Problème posé 1:
Dans l'article sur le prix du pétrole, quelle est la fourchette cible de l'OPEP pour le baril ?

Document source:
= = = = = = =

Mardi, le baril de Brent a franchi le plafond des 32 dollars pour la première fois depuis dix mois. Keystone

Sur le marché du brut, le baril atteint des prix astronomiques. Mais la faiblesse du dollar - monnaie de transaction unique - gomme en partie cette envolée.

Ce qui fait dire aux économistes que le semblant de reprise économique en Suisse ne devrait pas trop en pâtir.

Les opérateurs n’avaient plus vu cela depuis la veille de la guerre en Irak. Mardi, le baril de Brent (Mer du nord) a franchi le plafond des 32 dollars pour la première fois depuis dix mois.

Et à New York, le brut a grimpé à plus de 35 dollars. Loin de la fourchette cible de l’OPEP (Organisation des pays producteurs de pétrole), située entre 22 et 28 dollars.

= = = = = = =

Données fournies:
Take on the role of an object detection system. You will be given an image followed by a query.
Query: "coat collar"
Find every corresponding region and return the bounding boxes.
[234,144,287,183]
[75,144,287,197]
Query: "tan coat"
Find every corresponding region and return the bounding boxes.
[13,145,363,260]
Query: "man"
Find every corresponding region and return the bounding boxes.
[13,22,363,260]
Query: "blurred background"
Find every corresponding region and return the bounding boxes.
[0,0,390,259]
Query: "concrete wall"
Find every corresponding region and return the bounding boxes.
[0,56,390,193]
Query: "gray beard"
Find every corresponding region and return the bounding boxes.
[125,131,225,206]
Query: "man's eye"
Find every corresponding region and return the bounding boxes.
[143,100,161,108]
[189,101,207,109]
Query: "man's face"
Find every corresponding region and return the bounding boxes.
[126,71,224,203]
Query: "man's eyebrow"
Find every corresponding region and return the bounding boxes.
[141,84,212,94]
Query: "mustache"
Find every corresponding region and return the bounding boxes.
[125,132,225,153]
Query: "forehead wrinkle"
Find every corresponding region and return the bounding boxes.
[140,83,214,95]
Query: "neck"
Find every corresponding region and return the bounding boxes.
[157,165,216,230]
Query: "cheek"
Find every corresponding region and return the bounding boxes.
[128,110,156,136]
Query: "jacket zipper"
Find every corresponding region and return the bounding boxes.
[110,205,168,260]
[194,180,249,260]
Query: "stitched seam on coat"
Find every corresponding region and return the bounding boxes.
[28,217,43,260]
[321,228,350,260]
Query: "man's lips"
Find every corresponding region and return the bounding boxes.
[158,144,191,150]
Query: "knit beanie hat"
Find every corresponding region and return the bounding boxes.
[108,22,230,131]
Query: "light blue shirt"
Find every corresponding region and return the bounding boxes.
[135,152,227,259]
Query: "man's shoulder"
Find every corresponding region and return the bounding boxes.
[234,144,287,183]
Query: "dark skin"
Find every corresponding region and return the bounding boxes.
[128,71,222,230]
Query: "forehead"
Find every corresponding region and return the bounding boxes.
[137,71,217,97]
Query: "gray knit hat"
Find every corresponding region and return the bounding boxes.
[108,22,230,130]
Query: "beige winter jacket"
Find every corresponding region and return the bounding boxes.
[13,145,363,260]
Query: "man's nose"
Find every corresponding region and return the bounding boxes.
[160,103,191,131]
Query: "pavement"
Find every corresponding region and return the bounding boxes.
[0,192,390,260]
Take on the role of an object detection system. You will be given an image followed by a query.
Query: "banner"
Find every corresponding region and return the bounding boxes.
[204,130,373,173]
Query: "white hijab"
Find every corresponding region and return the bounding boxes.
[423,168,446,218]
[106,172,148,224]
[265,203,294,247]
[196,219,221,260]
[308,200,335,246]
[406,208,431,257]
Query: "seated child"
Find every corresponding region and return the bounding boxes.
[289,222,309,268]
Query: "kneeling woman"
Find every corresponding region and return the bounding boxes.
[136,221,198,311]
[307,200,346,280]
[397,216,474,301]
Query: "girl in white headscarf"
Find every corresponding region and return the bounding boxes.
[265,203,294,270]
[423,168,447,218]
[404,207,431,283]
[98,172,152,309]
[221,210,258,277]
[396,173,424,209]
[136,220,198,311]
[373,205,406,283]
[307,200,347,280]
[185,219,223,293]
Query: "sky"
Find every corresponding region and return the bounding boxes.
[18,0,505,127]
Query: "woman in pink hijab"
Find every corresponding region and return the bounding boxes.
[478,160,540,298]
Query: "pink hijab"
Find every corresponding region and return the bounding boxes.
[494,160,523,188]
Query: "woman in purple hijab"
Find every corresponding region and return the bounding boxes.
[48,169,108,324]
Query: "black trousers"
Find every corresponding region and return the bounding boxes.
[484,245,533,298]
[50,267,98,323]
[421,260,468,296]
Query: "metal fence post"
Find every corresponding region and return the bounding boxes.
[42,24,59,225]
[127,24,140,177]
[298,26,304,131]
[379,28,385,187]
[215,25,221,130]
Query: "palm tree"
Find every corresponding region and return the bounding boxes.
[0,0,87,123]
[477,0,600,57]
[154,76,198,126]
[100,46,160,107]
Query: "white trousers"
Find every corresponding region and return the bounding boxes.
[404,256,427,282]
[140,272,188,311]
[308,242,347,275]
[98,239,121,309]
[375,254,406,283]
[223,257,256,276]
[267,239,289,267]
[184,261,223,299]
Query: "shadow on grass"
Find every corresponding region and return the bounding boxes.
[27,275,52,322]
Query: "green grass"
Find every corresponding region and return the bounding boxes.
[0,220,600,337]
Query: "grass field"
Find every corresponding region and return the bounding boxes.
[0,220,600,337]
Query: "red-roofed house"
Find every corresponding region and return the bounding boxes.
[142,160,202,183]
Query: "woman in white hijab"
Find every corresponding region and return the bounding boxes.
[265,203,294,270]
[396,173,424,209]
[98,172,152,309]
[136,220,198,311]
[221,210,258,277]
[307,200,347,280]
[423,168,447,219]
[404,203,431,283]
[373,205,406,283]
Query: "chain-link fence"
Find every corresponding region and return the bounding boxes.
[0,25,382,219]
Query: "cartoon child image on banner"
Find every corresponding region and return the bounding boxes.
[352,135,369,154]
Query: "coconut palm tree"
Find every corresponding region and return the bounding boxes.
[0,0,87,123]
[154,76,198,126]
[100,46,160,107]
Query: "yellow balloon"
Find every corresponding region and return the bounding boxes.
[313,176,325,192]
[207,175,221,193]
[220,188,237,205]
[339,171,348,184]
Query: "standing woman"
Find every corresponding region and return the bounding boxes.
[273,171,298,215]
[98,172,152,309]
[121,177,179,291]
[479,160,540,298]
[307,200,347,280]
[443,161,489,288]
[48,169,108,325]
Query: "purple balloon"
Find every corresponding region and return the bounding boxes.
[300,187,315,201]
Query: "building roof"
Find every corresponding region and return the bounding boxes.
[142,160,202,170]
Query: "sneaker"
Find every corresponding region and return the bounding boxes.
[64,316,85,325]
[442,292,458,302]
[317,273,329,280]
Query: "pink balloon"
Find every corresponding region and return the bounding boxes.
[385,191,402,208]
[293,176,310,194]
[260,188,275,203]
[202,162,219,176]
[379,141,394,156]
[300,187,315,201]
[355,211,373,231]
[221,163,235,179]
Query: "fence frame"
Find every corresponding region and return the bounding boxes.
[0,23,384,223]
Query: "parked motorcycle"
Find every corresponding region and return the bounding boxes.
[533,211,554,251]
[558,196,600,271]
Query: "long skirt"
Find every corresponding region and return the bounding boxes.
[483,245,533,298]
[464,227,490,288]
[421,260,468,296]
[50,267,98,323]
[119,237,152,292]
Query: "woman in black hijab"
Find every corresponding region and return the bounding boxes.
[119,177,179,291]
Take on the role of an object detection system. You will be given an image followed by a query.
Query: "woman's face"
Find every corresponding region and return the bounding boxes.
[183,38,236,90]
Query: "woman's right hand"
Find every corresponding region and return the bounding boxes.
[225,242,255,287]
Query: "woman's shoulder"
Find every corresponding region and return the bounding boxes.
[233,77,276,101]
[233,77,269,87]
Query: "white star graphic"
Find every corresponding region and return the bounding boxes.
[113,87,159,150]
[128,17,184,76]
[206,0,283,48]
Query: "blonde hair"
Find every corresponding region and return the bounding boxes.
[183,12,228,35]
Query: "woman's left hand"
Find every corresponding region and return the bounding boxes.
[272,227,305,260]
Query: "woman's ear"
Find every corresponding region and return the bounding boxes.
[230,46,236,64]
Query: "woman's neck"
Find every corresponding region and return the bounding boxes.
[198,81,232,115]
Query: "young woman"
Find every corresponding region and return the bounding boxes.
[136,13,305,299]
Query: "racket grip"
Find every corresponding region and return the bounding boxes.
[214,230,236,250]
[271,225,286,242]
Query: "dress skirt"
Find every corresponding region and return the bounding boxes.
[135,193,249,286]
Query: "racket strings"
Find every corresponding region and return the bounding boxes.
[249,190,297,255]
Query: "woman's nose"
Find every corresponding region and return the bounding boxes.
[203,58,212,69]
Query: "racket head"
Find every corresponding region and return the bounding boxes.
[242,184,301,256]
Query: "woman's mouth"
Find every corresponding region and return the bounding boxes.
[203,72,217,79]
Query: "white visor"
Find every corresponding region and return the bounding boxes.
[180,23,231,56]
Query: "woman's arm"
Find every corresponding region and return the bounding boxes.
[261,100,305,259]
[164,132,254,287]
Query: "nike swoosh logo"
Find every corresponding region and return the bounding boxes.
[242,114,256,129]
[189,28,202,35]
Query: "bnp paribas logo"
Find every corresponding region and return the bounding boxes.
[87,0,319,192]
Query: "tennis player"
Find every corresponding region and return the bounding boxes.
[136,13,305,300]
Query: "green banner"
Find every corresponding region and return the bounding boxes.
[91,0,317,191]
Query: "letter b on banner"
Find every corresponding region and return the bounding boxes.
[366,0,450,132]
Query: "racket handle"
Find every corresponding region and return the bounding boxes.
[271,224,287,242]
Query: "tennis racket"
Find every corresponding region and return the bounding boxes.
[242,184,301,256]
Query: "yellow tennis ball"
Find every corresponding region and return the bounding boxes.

= = = = = = =

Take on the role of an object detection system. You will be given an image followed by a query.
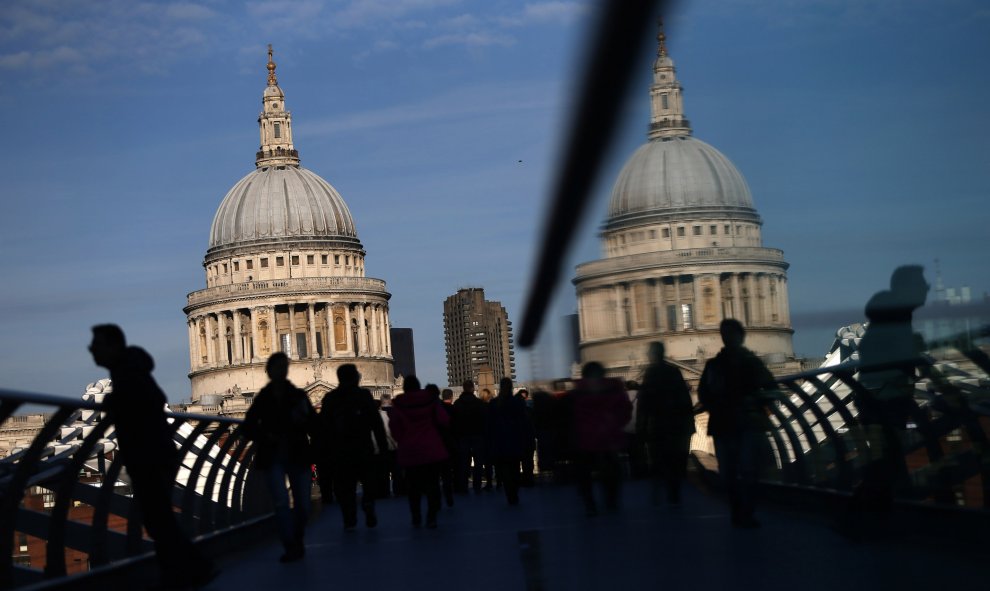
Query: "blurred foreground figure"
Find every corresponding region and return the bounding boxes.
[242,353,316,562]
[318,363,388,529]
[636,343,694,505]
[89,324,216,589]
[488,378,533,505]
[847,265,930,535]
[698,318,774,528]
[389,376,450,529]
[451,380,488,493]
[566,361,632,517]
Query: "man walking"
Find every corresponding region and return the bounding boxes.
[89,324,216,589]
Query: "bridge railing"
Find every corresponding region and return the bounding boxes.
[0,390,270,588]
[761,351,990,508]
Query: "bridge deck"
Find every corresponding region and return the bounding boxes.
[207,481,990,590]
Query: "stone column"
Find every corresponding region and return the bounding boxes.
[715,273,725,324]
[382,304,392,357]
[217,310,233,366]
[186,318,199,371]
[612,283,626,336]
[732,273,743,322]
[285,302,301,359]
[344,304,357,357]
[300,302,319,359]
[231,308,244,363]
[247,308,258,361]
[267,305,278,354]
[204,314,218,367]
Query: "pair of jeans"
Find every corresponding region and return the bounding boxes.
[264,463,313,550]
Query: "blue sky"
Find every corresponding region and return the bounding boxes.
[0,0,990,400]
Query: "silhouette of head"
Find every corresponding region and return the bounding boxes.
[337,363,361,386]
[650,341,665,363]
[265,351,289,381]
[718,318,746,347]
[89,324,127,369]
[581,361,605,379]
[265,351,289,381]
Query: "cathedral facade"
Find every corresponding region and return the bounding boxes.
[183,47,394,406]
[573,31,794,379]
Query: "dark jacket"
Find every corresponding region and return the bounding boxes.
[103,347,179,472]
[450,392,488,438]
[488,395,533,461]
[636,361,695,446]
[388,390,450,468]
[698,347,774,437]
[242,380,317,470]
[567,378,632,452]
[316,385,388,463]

= = = = = = =

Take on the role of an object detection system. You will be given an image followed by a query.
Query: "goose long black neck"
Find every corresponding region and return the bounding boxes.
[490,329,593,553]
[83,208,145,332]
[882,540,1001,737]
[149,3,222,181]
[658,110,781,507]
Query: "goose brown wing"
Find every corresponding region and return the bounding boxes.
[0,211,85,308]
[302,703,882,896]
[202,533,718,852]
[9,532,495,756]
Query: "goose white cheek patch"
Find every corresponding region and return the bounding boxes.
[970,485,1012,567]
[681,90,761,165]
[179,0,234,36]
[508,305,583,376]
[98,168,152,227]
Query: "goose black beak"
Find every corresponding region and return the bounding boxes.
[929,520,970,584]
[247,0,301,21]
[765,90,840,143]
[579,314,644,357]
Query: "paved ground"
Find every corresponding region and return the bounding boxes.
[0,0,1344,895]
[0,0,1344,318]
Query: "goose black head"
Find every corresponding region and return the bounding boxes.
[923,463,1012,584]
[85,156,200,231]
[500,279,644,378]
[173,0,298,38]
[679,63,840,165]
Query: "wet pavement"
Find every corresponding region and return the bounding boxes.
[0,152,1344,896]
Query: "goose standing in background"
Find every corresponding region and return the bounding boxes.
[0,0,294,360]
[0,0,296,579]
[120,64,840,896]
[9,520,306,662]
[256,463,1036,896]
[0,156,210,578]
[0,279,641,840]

= = = = = = =

Problème posé 2:
Renvoyez chaque ligne des enregistrements qui contient la chaîne "child", en tenant compte de la casse.

Bonne réponse 1:
Entre 22 et 28 dollars.

Bonne réponse 2:
Query: "seated child"
Query: "cartoon child image on banner"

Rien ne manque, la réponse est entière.